→ **Directive**
The records should be written out in full, with nothing altered.

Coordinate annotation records
++++++++++++++++++++
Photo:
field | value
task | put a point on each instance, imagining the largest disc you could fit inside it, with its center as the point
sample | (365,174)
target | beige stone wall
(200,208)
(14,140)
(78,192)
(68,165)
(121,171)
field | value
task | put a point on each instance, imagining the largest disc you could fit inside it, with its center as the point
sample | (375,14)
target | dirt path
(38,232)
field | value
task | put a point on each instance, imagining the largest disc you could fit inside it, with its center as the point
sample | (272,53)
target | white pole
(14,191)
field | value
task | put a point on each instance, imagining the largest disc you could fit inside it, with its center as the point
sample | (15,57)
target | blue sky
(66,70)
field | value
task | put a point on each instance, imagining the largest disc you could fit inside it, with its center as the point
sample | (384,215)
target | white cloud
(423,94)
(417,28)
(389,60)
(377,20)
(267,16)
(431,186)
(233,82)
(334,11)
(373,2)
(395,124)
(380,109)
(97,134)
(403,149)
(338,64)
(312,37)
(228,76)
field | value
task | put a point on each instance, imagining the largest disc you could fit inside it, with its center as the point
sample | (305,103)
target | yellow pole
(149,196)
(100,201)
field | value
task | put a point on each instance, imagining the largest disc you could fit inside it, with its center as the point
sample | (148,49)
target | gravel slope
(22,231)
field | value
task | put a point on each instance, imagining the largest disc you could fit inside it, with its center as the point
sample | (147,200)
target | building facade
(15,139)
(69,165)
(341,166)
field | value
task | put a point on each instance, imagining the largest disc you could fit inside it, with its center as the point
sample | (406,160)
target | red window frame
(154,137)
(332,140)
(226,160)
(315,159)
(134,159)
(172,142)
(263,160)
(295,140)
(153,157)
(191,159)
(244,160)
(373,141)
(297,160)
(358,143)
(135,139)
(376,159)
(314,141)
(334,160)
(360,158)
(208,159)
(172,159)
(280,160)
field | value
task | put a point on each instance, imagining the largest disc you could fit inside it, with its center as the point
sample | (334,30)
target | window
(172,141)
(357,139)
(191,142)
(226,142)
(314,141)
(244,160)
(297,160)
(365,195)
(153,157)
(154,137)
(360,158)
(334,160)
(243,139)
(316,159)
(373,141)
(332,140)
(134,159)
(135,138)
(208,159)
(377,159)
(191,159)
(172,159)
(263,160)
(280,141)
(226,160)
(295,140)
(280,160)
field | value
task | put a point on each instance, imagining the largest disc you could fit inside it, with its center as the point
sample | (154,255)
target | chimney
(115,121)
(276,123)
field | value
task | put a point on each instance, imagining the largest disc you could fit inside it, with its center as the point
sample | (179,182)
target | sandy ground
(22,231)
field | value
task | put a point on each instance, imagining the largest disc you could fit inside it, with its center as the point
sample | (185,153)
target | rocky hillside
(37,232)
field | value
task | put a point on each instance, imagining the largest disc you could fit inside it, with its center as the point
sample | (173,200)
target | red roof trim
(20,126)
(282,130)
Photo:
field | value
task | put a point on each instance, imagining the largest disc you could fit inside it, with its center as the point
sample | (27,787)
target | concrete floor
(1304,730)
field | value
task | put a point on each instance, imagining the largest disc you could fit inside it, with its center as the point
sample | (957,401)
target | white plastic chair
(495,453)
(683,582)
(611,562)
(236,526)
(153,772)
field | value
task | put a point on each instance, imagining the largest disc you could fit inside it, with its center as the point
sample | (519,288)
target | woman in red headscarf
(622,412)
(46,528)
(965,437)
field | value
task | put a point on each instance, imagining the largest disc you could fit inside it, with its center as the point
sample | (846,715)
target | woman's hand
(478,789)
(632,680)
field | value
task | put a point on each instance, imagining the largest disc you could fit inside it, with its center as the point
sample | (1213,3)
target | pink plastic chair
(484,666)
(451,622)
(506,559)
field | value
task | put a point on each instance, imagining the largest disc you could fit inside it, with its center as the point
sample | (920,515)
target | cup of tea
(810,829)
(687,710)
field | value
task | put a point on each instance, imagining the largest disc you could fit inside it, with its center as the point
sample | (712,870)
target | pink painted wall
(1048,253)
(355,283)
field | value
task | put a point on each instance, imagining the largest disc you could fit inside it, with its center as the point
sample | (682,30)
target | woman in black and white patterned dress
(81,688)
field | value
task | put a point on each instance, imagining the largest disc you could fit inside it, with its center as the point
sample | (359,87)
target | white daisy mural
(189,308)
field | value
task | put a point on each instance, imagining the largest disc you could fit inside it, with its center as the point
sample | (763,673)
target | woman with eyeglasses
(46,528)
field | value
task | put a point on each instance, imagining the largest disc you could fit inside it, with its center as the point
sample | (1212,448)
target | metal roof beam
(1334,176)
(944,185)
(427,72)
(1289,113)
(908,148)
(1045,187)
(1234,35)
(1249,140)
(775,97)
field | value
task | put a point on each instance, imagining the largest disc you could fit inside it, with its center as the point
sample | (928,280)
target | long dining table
++++++++++++++++++++
→ **Task result**
Photo:
field | value
task | put a point on each instance, imagining the largest disc you could fit inside it, with its center as the point
sample | (365,174)
target | beige stone wall
(200,208)
(14,140)
(78,192)
(68,165)
(121,171)
field | value
task | put a point on each instance, imagining the largest disc you could fit inside it, with its center as the point
sample | (375,14)
target | dirt path
(38,232)
field | value
task | put a point on each instance, imagining the largest disc you could fit inside it, with its center as the point
sample | (272,53)
target | white pole
(14,191)
field | value
task | put a point on each instance, imagining the largest disc you could fit inside it, with its center as the point
sample | (15,57)
target | blue sky
(66,70)
field | value
task | put a point on each instance, imagining the largest disc you could fit inside it, with its center as the point
sample | (384,215)
target | white cloud
(423,94)
(417,28)
(389,60)
(377,20)
(267,16)
(431,186)
(233,82)
(334,11)
(373,2)
(395,124)
(380,109)
(97,134)
(403,149)
(338,64)
(312,37)
(228,76)
field | value
task | put a point on each instance, imagining the largest disc you could fit inside it, with its center as the point
sample | (305,103)
target | yellow pole
(149,196)
(100,201)
field | value
task | put a point on each instance, imagining the largest disc you could fit inside it, with its center as the point
sample | (148,49)
target | gravel slope
(22,231)
field | value
task | put a point on each instance, imagining the largest disc you could fit inside it, with its center as the point
sample | (147,200)
target | building facade
(15,139)
(69,165)
(341,166)
field | value
task | put a point on each instance, imagining the largest disc you could fit inside it, with its center as the point
sample | (406,160)
target | red window frame
(154,137)
(332,140)
(226,160)
(315,159)
(134,159)
(172,142)
(263,160)
(295,140)
(153,157)
(191,159)
(244,160)
(373,141)
(297,160)
(358,143)
(135,139)
(376,159)
(314,141)
(334,160)
(360,158)
(208,159)
(172,159)
(280,160)
field | value
task | put a point on each instance, imagining the largest disc you could fit inside it, with its center as the point
sample | (334,30)
target | window
(172,141)
(357,139)
(191,142)
(226,142)
(314,141)
(244,160)
(297,160)
(365,195)
(153,157)
(154,137)
(360,158)
(334,160)
(243,139)
(316,159)
(373,141)
(332,140)
(134,159)
(135,138)
(208,159)
(377,159)
(191,159)
(172,159)
(263,160)
(280,141)
(226,160)
(295,140)
(280,160)
field | value
task | put a point on each instance, imagining the largest disc you could fit inside it, with its center as the point
sample | (154,255)
target | chimney
(115,121)
(276,123)
field | value
task | put a point on each instance, imagining the largest disc you could fit inside it, with its center as the point
sample | (179,182)
target | sandy ground
(22,231)
field | value
task | put a point on each instance, imagining the largest disc you could fit inside it, with its center as the point
sample | (185,153)
target | rocky hillside
(37,232)
field | value
task | put a point on each instance, imagining the largest disc you could fit inside it, with its center as the point
sample | (173,200)
target | red roof trim
(20,126)
(282,130)
Photo:
field | value
task | put a point on each instance, imagining the largest disc you could fit inside it, with its center as the point
sample | (27,787)
target | concrete floor
(1304,730)
field | value
task | put a point on each instance, imagining the largest disc you could fit inside it, with its center as the point
sample | (957,401)
target | white plastic chair
(495,453)
(683,582)
(611,562)
(236,526)
(153,772)
field | value
task | put a point on each instance, imagining the largest disc you could fit inside it, with its center as the point
sample | (519,288)
target | woman in red headscarf
(622,412)
(46,528)
(965,437)
field | value
task | put a point on each instance, imagining the largest disc you could fit inside it, with its center as the point
sample | (846,715)
target | woman's hand
(478,789)
(632,680)
field | value
task | put a point on each instance, imagining the largest disc you could fit inside it, with its center as the point
sample | (1213,3)
target | pink plastic chair
(484,666)
(451,622)
(506,559)
field | value
task | put a point on each instance, imagining the largest disc you could fit inside it, with its center as the point
sample | (920,515)
target | cup of tea
(810,829)
(687,710)
field | value
task | put a point on each instance, imagining the largest disc you could fit inside it, with its center as the point
sample | (712,870)
target | pink painted wall
(1048,253)
(355,283)
field | value
task | put a point on each instance, imagining the largest disc you could fit inside it, with its center as the point
sample | (682,30)
target | woman in black and white patterned dress
(81,688)
field | value
task | put a point on each instance, imagining the largest disc you could fit inside it, with its center as the point
sample | (359,87)
target | white daisy mural
(189,308)
field | value
task | put a point on each instance, imagining the largest disc you could fit inside it, with its center as the point
sample | (763,673)
target | woman with eyeglasses
(46,528)
field | value
task | put a point on each instance, imagining the largest disc you could fit inside it, with its center as the point
sample | (1212,448)
target | metal roof beam
(1334,176)
(944,185)
(427,72)
(1289,113)
(908,148)
(1045,187)
(1234,35)
(1249,140)
(775,97)
field | value
task | put a point on each instance, imagining the largest disc you could fit inside it, with its center as the point
sample | (928,280)
target | long dining table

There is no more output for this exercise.